start Records supplied

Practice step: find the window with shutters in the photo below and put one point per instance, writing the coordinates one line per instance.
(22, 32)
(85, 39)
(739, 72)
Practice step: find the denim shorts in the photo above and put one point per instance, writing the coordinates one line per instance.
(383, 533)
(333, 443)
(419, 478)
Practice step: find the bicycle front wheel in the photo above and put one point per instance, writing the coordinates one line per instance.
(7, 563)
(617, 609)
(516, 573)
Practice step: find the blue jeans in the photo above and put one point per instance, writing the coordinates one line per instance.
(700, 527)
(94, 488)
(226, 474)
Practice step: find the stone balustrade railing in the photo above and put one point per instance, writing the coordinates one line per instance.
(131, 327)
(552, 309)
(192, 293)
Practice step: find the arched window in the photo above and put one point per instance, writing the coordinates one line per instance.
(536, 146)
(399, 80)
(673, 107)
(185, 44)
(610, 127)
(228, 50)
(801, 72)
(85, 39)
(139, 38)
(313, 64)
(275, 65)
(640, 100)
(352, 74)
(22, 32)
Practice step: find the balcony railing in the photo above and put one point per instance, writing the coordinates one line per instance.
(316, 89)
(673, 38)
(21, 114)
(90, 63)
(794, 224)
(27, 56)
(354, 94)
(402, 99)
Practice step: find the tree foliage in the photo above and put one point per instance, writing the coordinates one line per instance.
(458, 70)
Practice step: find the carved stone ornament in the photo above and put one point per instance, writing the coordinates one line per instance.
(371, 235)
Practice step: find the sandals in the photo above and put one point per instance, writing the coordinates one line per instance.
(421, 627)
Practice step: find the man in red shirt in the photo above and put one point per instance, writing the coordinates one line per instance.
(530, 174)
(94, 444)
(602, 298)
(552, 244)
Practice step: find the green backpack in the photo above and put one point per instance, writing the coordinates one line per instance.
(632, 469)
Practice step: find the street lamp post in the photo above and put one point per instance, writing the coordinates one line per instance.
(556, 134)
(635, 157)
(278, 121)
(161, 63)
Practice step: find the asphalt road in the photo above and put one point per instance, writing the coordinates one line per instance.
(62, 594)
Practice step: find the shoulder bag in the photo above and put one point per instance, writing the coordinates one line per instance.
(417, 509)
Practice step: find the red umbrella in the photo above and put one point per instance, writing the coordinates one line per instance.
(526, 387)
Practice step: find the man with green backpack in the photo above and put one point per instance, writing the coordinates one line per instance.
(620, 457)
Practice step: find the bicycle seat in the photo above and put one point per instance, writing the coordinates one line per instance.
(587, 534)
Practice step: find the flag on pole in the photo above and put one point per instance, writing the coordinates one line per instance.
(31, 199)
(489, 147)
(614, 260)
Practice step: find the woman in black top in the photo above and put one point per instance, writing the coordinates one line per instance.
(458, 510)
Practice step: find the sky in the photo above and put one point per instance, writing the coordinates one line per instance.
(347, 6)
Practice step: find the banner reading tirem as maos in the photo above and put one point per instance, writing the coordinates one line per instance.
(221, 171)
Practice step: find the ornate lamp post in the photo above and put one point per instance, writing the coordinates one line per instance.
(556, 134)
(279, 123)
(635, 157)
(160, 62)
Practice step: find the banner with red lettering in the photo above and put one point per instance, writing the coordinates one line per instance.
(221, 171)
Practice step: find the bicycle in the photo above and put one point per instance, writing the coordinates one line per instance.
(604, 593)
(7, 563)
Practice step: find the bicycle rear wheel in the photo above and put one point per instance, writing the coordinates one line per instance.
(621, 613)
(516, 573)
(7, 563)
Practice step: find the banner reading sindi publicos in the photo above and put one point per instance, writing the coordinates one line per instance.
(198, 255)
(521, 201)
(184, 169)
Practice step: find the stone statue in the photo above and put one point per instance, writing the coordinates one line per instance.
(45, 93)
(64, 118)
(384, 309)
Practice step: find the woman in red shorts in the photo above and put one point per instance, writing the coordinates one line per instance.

end Records supplied

- **Aim of the task**
Send back every record, precisely as written.

- **Output of the exercise**
Practice step: find the window with shutters in the photo below and put one point per instance, writing the coordinates one line per instance.
(22, 32)
(85, 39)
(739, 72)
Practice step: find the denim shorts in the photo above and put one point per instance, writing the coordinates one line per instance.
(383, 533)
(333, 443)
(419, 478)
Practice step: find the bicycle front wheel in the photo above and put one point per instance, writing the coordinates one line per instance.
(7, 563)
(617, 609)
(516, 573)
Practice step: find the blue jeans in the photo above and put one point per instance, writing the coordinates one line per instance.
(700, 527)
(94, 488)
(226, 474)
Practice step: find the stone balustrade railing in the photo above and put one point per instance, writing the coordinates one line per instance.
(131, 327)
(552, 309)
(192, 293)
Practice step: find the arched window in the photo above and put one point per instance, writing the coordinates one line per instance.
(536, 146)
(399, 80)
(673, 107)
(185, 44)
(610, 127)
(228, 50)
(801, 72)
(85, 39)
(139, 38)
(313, 64)
(275, 65)
(640, 100)
(352, 74)
(22, 32)
Practice step: find the balcony railing in the photo above and put one point per instance, writing the coordinates one line per instance.
(316, 89)
(673, 38)
(21, 114)
(90, 63)
(794, 224)
(27, 56)
(354, 94)
(402, 99)
Practice step: find the tree foliage in the photo above and put one point per instance, writing the coordinates one line per instance.
(458, 70)
Practice step: find the carved stone ornament in the photo above and put one point per instance, writing the coordinates one line per instance.
(371, 235)
Practice step: find the sandals in the photo above and put one point per instance, writing the coordinates one line per instance.
(421, 627)
Practice step: find the man in red shirt in the photo above and put one point per instance, writing the coordinates one line per instance.
(530, 174)
(94, 444)
(602, 298)
(552, 244)
Practice step: find the green backpack in the photo above and put one point per instance, writing the coordinates one line per instance.
(632, 469)
Practice step: find the street lamp post in the photo above and put one point per instance, writing the coordinates one line per instance.
(556, 134)
(635, 157)
(278, 121)
(161, 63)
Practice step: find the asphalt road in the photo above and put one point per instance, writing the coordinates one line per instance.
(62, 594)
Practice step: find the shoulder bag in the photo above and put one point per instance, writing the coordinates one line per instance.
(417, 509)
Practice step: find the red umbrella in the photo above and put one point per instance, writing the coordinates one line per instance.
(526, 387)
Practice step: find the man with green backpack in the photo above and put one point per instance, writing the coordinates one line per instance.
(620, 457)
Practice step: find the bicycle seat in the photo above and put one point per instance, writing the coordinates one line per instance.
(587, 534)
Practice step: find the flag on pole in the photo above and put one point per instance, writing the coordinates one line per instance.
(31, 199)
(489, 147)
(614, 260)
Practice step: find the woman in black top in the photo above and put one point per instance, writing the coordinates one line per instance.
(458, 510)
Practice step: find the sky in the photo above and put one point per instance, writing the coordinates one line per instance.
(347, 6)
Practice step: find the banner reading tirem as maos in the photo above and put one point per instance, writing the coordinates one line per instance.
(221, 171)
Practice step: find the ornate lamp post in the photo above and put one point per instance, writing the coordinates one line per instance.
(556, 134)
(279, 123)
(635, 157)
(160, 62)
Practice step: find the banner with red lettering in the photo above and put one point per instance, writing the coordinates one line per instance.
(221, 171)
Practice step: find the bicycle in the photo above and put one point per instance, writing the coordinates one line per instance.
(604, 593)
(7, 563)
Practice step: find the bicycle rear wheel in the photo above and put one point per instance, writing the coordinates one line per instance.
(621, 613)
(516, 573)
(7, 563)
Practice step: find the banner reading sindi publicos in the photo above and put one point per instance, writing the coordinates one line per instance.
(198, 255)
(521, 201)
(184, 169)
Practice step: find the stone statue in the photo above and put one point per instance, writing the coordinates one line per instance.
(45, 93)
(64, 118)
(384, 309)
Practice step: find the woman in red shorts in the photo above and put one point per instance, writing the coordinates one line per instance.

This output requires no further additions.